L’erreur a d’abord consisté à évoquer des relations locatives comme celles de Daumier, célèbre caricaturiste du XIXe siècle, avec de riches propriétaires face à des petits commerçants sans défense ni moyens. Parlons des premiers et parlons des seconds. Les premiers ne sont pas une communauté monochrome et uniforme, constituée seulement de puissantes sociétés foncières dotées de fonds propres abondants et naguère valorisées des milliards d’euros par la Bourse. Certes, ces propriétaires-là existent, à la tête des galeries commerciales des hypermarchés, à la tête d’emplacements numéro 1 dans nos grandes villes. Ils renvoient à l’univers de l’assurance, des mutuelles, des fonds d’investissement, des sociétés civiles de placement immobilier.
Ce sont des investisseurs institutionnels
Plusieurs d’entre eux ont d’ailleurs, d’emblée, fait des gestes solidaires remarquables, et leur puissance financière n’enlève rien à la bienveillance dont ils ont fait preuve. La Compagnie de Phalsbourg a été pionnière, en effaçant pour trois mois les loyers des commerces mis à l’arrêt par le confinement. Pour une poignée d’acteurs de cette sorte, quelques dizaines finalement, combien de particuliers, parfois réunis au sein de sociétés civiles immobilières familiales ! La plupart sont bien connus des administrateurs de biens : ils ne disposent pas de compétences internes de gestion et mandatent des professionnels pour faire gérer leur bien. Ces propriétaires-là sont bien loin des institutions auxquelles pensait Emmanuel Macron : détenteurs d’un ou deux locaux commerciaux, non seulement dans nos métropoles, mais aussi dans nos villes moyennes et nos villages, ils se sont endettés pour les acquérir. Les flux de loyers conditionnent leur capacité de remboursement de crédit, et une fois le bien remboursé, ils comptent sur les loyers pour leur servir de complément de revenu. Ils constituent en particulier de véritables retraites par capitalisation, venant compenser la faiblesse des régimes par répartition.
Monsieur Emmanuel Macron semble oublier ces petits investisseurs
À ces propriétaires, l’État n’a rien à demander. Ils feront ce qu’ils peuvent et leur situation n’est pas plus enviable que celle de leurs locataires. Tout au plus peut-on, lorsqu’on est leur conseil et leur gestionnaire, favoriser des accords, avec des stratégies de report d’échéance et de prolongation de baux par exemple pour reporter en fin de contrat une ou deux échéances, ou des plans d’apurement sans pénalité. C’est le discours quasi-comminatoire de l’État qui est choquant.

### Enregistrements fournis
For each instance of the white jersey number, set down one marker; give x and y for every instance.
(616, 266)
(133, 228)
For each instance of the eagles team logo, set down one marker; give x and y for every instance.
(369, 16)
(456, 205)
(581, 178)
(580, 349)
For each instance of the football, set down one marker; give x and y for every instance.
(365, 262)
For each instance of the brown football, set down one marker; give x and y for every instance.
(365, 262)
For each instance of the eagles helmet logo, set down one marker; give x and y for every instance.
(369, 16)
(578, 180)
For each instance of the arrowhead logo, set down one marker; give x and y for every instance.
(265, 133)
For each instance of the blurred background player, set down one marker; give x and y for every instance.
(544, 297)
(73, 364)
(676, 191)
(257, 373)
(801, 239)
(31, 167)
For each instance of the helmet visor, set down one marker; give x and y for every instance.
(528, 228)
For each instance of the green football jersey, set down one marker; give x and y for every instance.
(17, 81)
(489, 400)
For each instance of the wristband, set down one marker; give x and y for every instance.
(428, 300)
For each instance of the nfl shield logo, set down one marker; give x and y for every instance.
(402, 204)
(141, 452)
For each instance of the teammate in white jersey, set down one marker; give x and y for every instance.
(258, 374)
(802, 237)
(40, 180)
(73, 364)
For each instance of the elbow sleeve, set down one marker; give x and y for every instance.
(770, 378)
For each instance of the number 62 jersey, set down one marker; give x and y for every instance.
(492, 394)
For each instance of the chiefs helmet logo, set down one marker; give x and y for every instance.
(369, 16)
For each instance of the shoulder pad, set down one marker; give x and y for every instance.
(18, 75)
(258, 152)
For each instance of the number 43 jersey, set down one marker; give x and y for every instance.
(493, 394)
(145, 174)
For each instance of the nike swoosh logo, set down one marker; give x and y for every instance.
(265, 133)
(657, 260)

### Consignes des tâches
**A.** Repérez dans les enregistrements toutes les lignes qui contiennent le mot « eagles », puis recopiez chacune d'elles.
**B.** Reprenez le texte sur les propriétaires de locaux commerciaux et prolongez-le à la suite de sa dernière phrase.

### Résultats finaux
**A.**
For each instance of the eagles team logo, set down one marker; give x and y for every instance.
For each instance of the eagles helmet logo, set down one marker; give x and y for every instance.

**B.**
D’ailleurs, le regard du Président sur les locataires n’est pas plus louable : il faut distinguer entre des enseignes mondiales réalisant des bénéfices considérables en France et dans bien d’autres pays et des marques fragiles, parfois déjà déséquilibrées au plan financier avant la crise, ou simplement des indépendants à la structure économique normale, en général faiblement capitalisés dans le secteur des services notamment ou le commerce de proximité. Pourquoi un locataire commercial qui est en mesure de payer son loyer ne le paierait-il pas ? Qui plus est, le gouvernement français, avec plus de largesse que ses homologues, a créé le prêt garanti par l’État (PGE), équivalent à 25% du chiffre d’affaires des entreprises, quelle que soit leur activité ; et ce prêt a vocation à leur permettre justement d’acquitter leurs charges fixes. Des évidences qu’il fallait rappeler, au moment où l’inconséquence et la mauvaise foi dictent à certains acteurs des stratégies condamnables.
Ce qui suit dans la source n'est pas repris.